Но как все-таки быть с личным спасением? Прямого ответа на этот вопрос в работах Фуко я не нашел, но косвенный вроде бы состоит в следующем. Спасение в понимании Фуко состоит не в обретении где-то Там некой подлинной реальности, а в достойном философа и человека образе жизни Здесь. Достоинство жизни, по Фуко, в том, чтобы правильно мыслить, преодолевать социальную и историческую обусловленность, вносить посильный вклад в совместную жизнь людей, делать из себя своеобразное произведение искусства. "Вопрос, – писал Фуко, – состоял в том, чтобы знать, как направлять свою собственную жизнь, чтобы придать ей как можно более прекрасную форму (в глазах других, самого себя, а также будущих поколений, для которых можно будет послужить примером). Вот то, что я попытался реконструировать: образование и развитие некоторого практикования себя, целью которого является конституирование самого себя в качестве творения своей собственной жизни" [122, с. 315]. Почему произведение искусства? Возможно потому, что именно в искусстве произведению можно придать любую мыслимую форму (то есть в данном случае придать нужную форму собственной жизни), а также потому, что в реальности искусства достижим идеал, а ведь для рациональной личности достижение идеала и есть утешительная форма "спасения".

Возвращаясь к разделу "Мой Фуко", хочу заметить, что путь, проделанный Фуко, и его поиски, и даже решения мне весьма близки. Хотя я иду своей дорогой, творчество Фуко позволяет мне лучше понять проблемы, которые я решаю и над которыми мне еще предстоит думать.

3. Читая и обдумывая Мераба Мамардашвили

Я довольно поздно открыл для себя Мамардашвили, хотя познакомился с ним задолго до того, как стал читать его работы. Помню поразившую меня беседу на встрече, посвященной памяти талантливого одессита Эдика Зильбермана, с которым я немного дружил и который, уехав в США, трагически там погиб. Присутствовавший на этой встрече Мераб Константинович рассказывал о своем отношении к Александру Зиновьеву и его только что появившемуся роману "Зияющие высоты". При этом Мераб сказал, что для человека духа не важно, где жить, но важно как, а для него самого неотъемлемы частная жизнь, дружба и уважение к человеку, поэтому он не понимает Зиновьева, призывающего к "окопной войне" со всеми и считающего, что люди в России делятся на три категории: быдло и стадо, элиту, которая цинично стрижет это стадо, и немногочисленных гениев; к ним Зиновьев, естественно, причислял, прежде всего, себя. С этой встречи я стал присматриваться к Мерабу Константиновичу и читать его работы.

=-=-=-=-=

> [Выполните задания]:
**A.** Перечислите все составляющие достоинства жизни по Фуко, названные в тексте о Фуко и Мамардашвили.
**B.** Перепишите без изменений отрывок текста о Фуко и Мамардашвили начиная со слов «Возвращаясь к разделу» и заканчивая словами «еще предстоит думать.».
**C.** Укажите, как назывался только что появившийся роман Зиновьева, о котором рассказывал Мамардашвили в тексте о Фуко и Мамардашвили.

> [Исходный материал]:
=-=-=-=-=

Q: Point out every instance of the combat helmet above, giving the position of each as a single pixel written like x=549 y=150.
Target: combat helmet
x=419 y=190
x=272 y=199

=-=-=-=-=

> [Ответы к заданиям]:
**A.** Правильно мыслить; преодолевать социальную и историческую обусловленность; вносить посильный вклад в совместную жизнь людей; делать из себя своеобразное произведение искусства.

**B.**
Возвращаясь к разделу "Мой Фуко", хочу заметить, что путь, проделанный Фуко, и его поиски, и даже решения мне весьма близки. Хотя я иду своей дорогой, творчество Фуко позволяет мне лучше понять проблемы, которые я решаю и над которыми мне еще предстоит думать.

**C.** «Зияющие высоты».